Compiti da svolgere:
**1)** Riporta parola per parola la parte del brano sulle indicazioni scolastiche che si apre con le parole contenenti "A quel punto, forse" e si chiude con "l’esaltazione dell’Occidente buono.".
**2)** Traduci in inglese questa frase del brano sulle indicazioni scolastiche: "A quel punto, forse almeno per dimostrare che si faceva tesoro del tempo investito, era stata elaborata una seconda stesura, che riportava l'accoglimento di alcuni contributi."
**3)** Prolunga il brano sulle indicazioni scolastiche riportato qui sotto, proseguendo dopo la sua ultima frase.

Estratto del testo:

—————

Funziona in questo modo: essendo in vigore l’autonomia scolastica, il Ministero fornisce delle indicazioni sulla base delle quali sono poi le scuole a formulare il cosiddetto curricolo, ovvero l’intreccio e la gradualità di contenuti, capacità ed esperienze da mettere in campo per la formazione di persone competenti, in grado di decifrare il mondo e costruire qualcosa nel mondo attraverso ciò che hanno appreso. Quelle del 2012 non andavano strette, anzi erano ancora in fase di sviluppo, il MiM tuttavia ha deciso che andavano riformulate.
Dopo la diffusione della prima stesura, non una delle audizioni di confronto con i soggetti coinvolti e portatori d’interesse (parliamo di centri di ricerca, associazioni di settore, sigle sindacali, Consiglio Superiore e via dicendo) si era conclusa con lode. Ho partecipato a uno di questi incontri, aperto dalla Commissione incaricata della formulazione, dicendo che seppur i componenti fossero tutti grandi luminari e in quanto tali molto impegnati, avevano trovato comunque, bontà loro, uno spiraglietto quella mattina per presenziare al confronto.
A quel punto, forse almeno per dimostrare che si faceva tesoro del tempo investito, era stata elaborata una seconda stesura, che riportava l’accoglimento di alcuni contributi. Uniche parti intoccate e intoccabili la premessa e l’insegnamento della storia, la parte che inizia con l’esaltazione dell’Occidente buono.
Alla penultima frontiera di valutazione, ovvero quella del Consiglio Superiore della Pubblica Istruzione, il parere espresso era stato molto critico e aveva portato anche una divisione nella votazione finale perché molti componenti l’avrebbero formulato ancora più negativo. Testo uscito di venerdì pomeriggio e già di domenica mattina (quanta fretta) il Ministro faceva sapere dalle pagine online dei portali di settore che avrebbe accolto le proposte di ulteriore modifica del Cspi, in tutte le parti tranne quella di storia, perché a suo parere quelle non erano ostative. Come avesse dedotto che non lo fossero non è dato sapere.

—————

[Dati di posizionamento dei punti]
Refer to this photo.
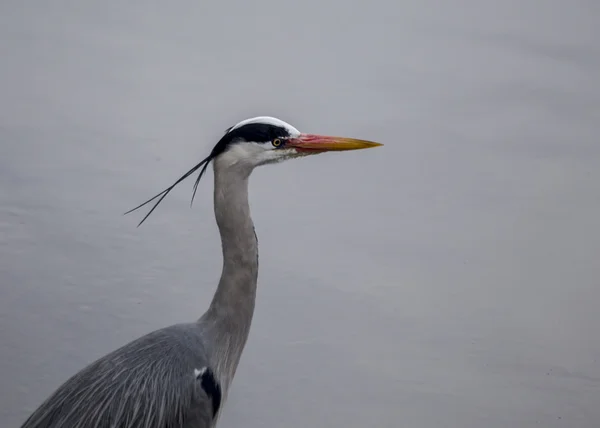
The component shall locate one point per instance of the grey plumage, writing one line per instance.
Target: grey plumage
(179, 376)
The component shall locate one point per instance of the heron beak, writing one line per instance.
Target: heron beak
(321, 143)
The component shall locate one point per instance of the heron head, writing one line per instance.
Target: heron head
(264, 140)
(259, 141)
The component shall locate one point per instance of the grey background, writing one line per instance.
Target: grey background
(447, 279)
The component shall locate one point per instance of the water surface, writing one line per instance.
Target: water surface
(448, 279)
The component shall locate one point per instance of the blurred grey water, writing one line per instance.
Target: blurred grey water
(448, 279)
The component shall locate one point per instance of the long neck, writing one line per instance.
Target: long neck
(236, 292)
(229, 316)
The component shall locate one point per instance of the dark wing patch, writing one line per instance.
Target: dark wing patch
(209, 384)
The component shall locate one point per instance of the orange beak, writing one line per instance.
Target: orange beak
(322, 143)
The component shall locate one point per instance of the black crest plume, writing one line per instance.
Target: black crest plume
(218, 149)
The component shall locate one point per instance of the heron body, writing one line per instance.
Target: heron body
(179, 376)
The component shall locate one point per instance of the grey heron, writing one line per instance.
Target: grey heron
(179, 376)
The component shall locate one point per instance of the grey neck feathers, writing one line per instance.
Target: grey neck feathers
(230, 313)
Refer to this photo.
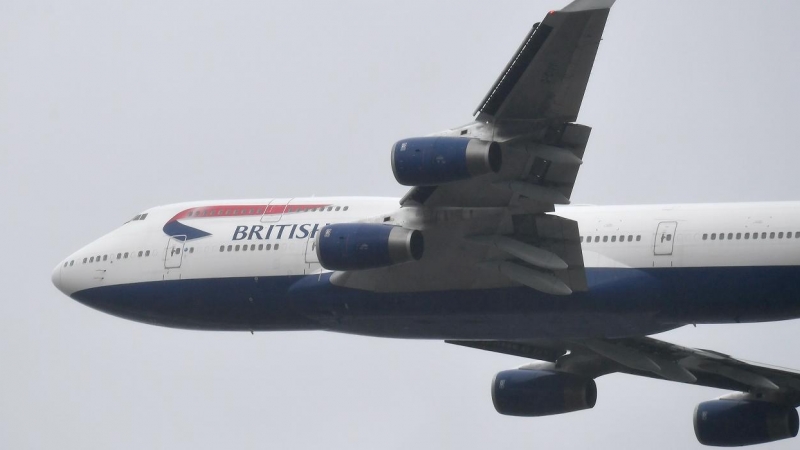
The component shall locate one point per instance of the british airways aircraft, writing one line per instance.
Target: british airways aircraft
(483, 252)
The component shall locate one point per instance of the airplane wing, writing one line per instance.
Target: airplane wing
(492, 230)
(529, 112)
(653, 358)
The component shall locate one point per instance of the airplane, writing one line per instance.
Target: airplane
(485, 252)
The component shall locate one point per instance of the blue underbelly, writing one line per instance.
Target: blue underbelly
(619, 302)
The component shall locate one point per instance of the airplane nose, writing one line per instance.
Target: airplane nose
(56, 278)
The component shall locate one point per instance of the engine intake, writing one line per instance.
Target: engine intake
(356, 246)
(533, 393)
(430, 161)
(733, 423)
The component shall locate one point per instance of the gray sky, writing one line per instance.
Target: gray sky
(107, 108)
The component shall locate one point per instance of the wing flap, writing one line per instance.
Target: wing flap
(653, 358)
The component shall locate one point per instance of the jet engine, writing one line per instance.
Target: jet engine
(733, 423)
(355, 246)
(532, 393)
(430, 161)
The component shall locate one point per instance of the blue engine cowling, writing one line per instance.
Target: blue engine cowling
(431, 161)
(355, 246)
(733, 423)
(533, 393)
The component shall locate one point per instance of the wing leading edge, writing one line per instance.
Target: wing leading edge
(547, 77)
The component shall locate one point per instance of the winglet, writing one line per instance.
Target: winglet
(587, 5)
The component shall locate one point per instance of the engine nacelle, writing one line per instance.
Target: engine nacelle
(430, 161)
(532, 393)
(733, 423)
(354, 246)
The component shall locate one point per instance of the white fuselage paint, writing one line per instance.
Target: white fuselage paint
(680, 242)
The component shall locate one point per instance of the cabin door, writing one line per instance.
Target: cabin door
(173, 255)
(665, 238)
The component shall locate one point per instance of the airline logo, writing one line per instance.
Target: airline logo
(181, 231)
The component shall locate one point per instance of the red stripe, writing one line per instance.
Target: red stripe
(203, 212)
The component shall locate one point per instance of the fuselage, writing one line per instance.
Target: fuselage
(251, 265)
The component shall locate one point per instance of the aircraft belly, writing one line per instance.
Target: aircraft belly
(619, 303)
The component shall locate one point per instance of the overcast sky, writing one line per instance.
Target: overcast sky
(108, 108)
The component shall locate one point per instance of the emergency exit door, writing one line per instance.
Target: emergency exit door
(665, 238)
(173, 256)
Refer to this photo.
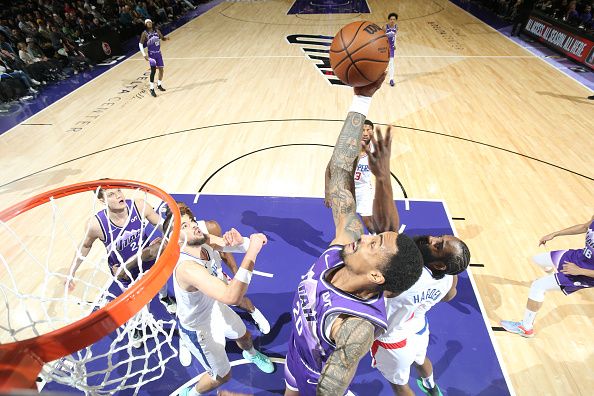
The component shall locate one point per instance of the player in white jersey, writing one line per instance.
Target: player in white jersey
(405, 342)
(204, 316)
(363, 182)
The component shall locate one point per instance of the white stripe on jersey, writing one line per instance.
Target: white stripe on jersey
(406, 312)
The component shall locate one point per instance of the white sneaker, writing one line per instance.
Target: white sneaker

—————

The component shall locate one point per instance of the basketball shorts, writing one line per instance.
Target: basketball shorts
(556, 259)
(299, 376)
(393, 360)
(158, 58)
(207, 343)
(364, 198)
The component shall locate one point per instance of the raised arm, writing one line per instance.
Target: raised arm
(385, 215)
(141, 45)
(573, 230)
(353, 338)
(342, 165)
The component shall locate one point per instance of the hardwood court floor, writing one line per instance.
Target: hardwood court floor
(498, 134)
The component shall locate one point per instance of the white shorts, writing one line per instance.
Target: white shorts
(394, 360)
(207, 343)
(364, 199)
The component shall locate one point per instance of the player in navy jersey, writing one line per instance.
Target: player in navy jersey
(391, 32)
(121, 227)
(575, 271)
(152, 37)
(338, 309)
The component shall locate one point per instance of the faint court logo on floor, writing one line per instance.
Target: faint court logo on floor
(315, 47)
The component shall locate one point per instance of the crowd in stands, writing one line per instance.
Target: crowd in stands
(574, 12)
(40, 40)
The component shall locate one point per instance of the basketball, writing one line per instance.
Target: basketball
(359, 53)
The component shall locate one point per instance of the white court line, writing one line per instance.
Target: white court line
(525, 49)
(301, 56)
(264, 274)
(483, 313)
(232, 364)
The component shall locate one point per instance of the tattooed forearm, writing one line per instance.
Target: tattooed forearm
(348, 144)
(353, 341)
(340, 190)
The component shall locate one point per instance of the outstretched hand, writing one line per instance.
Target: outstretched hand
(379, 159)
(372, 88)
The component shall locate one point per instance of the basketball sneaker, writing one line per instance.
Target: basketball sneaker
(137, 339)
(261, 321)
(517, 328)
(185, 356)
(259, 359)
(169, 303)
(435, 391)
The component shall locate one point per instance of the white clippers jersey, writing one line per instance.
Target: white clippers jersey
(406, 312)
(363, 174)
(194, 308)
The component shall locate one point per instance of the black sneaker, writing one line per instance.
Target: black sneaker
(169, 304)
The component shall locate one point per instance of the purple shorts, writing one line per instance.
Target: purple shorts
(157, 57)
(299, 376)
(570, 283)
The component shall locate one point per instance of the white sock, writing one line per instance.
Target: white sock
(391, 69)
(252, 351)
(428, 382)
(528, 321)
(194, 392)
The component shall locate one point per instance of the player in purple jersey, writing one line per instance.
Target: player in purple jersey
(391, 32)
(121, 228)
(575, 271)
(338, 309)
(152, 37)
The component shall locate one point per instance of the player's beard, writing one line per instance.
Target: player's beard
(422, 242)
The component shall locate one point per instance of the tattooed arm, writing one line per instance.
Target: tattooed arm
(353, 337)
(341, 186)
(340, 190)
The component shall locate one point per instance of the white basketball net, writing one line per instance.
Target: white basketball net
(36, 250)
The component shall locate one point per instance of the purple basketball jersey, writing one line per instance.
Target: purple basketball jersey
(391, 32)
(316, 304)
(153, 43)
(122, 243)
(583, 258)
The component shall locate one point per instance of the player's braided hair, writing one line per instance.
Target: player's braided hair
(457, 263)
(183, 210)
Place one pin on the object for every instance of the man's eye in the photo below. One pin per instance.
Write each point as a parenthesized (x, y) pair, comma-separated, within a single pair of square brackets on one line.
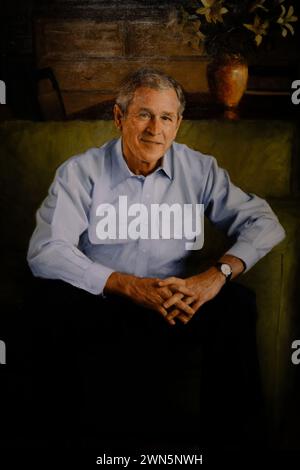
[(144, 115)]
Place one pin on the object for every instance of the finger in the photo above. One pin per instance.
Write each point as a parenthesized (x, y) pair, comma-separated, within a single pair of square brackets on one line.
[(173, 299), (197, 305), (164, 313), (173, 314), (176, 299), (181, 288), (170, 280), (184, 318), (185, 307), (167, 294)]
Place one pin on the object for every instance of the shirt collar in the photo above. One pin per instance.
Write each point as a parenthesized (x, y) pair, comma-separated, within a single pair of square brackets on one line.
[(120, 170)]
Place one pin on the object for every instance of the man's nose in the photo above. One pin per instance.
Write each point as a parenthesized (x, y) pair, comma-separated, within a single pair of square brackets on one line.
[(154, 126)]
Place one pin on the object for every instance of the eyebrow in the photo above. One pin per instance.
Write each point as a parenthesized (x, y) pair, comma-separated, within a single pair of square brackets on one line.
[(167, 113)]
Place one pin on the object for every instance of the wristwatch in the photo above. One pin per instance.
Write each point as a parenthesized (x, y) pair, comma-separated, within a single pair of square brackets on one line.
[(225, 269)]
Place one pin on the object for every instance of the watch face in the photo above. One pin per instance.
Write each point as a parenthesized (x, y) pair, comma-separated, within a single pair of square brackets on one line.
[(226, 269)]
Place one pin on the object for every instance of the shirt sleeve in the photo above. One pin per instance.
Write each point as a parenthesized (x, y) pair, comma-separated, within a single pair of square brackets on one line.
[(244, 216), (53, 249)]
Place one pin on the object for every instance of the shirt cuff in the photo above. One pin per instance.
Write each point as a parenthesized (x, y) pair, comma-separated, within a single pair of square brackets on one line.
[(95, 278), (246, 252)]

—————

Le risposte:
**1)**
A quel punto, forse almeno per dimostrare che si faceva tesoro del tempo investito, era stata elaborata una seconda stesura, che riportava l’accoglimento di alcuni contributi. Uniche parti intoccate e intoccabili la premessa e l’insegnamento della storia, la parte che inizia con l’esaltazione dell’Occidente buono.

**2)** At that point, perhaps at least to show that the time invested was being put to good use, a second draft had been prepared, which reflected the acceptance of some contributions.

**3)**
Da lì arriva il turno del Consiglio di Stato, il quale ieri in Adunanza di Sezione ha tentato di valutare il regolamento, ma ha sospeso il parere esprimendo una serie di osservazioni imponenti in cui sostanzialmente si fa notare che nemmeno la necessità della formulazione di Nuove Indicazioni appare supportata dai dati; le opinioni non contano, anche perché la neutralità finanziaria postulata non sembra neppure realistica. In accordo con il Cspi infatti:
– chiede di chiarire l’organizzazione fattiva del LEL (latino per educazione linguistica), ipotizzato come facoltativo nel secondo e terzo anno della secondaria, demandato all’ampliamento dell’offerta formativa. Dice il Consiglio di Stato: “sembra confinare lo stesso insegnamento nella dimensione della provvisorietà”;
– sottolinea l’entrata in vigore discrasica delle Indicazioni: dall’anno scolastico 2026-2027, le scuole dell’infanzia e a partire dalle classi prime della scuola primaria e della scuola secondaria. Tuttavia le classi terze della primaria anticipano al 2027-2028 solo per la storia, sulla quale chiede una motivazione più esplicita che chiarisca perché non si è dato seguito alle osservazioni del Cspi;
– contesta il concetto di “dispersione digitale” non chiarito a livello teorico né analizzato come fenomeno, ricadute e mezzi correttivi, e di definire “valorizzazione dell’intera comunità educante”, che sia correlata al dettato e agli obiettivi degli art. 33 e 34 della Costituzione. La stessa leggerezza è sottolineata anche sui riferimenti alla normativa europea, incompleti dice il Consiglio, e circa la definizione “scuola costituzionale” visto che rispetto al 2012 il quadro costituzionale non è cambiato. Conclude poi con la segnalazione di una serie di refusi, incongruenze terminologiche e sciatterie formali di varia natura.
In definitiva a quanto pare anche dal Consiglio di Stato arriva uno stop. Viene da chiedersi se non sia stato chiaro anche al Consiglio di Stato che questa operazione assolutamente inutile se non deleteria per il mondo scuola sia puramente ideologica e volta più a un sogno di rivalsa sulla storia stessa che alla verità, ma durerebbe poco: giusto fino a quando uno smartphone non mostrasse l’altro lato del mondo.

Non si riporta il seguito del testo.